(Object position labeling listing)
=====
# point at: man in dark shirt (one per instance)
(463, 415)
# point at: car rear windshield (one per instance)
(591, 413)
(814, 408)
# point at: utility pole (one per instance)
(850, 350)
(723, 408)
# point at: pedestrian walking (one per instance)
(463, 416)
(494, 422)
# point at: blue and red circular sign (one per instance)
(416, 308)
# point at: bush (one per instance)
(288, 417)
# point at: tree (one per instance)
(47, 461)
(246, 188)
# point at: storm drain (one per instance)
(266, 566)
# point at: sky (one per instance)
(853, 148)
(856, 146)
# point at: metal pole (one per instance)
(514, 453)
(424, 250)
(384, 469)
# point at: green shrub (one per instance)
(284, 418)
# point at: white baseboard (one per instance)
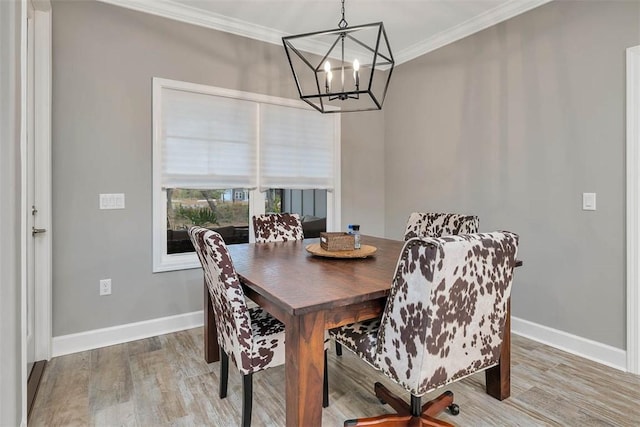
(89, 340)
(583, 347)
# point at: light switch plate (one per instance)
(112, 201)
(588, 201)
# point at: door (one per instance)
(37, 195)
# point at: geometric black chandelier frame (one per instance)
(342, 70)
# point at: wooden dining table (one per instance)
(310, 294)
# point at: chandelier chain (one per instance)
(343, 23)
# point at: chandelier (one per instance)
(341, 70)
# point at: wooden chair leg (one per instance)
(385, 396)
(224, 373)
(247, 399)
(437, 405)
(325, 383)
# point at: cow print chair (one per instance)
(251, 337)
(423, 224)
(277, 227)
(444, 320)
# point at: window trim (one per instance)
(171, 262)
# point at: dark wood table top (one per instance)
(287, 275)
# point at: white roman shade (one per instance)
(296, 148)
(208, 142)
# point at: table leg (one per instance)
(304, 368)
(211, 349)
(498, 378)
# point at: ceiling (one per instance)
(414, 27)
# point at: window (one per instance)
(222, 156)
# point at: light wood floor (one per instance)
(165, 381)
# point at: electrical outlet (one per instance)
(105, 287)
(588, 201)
=====
* _WHAT IS ASKED_:
Please reproduce everything from the line containing "# point at: light wood" down to the end of the listing, both ends included, with the labeling lines unchanged and every point coordinate multiplied by 1.5 and rounded to a whole number, halves rounded up.

* _RESULT BELOW_:
# point at: light wood floor (one per instance)
(248, 572)
# point at: electrical outlet (one per instance)
(158, 431)
(882, 302)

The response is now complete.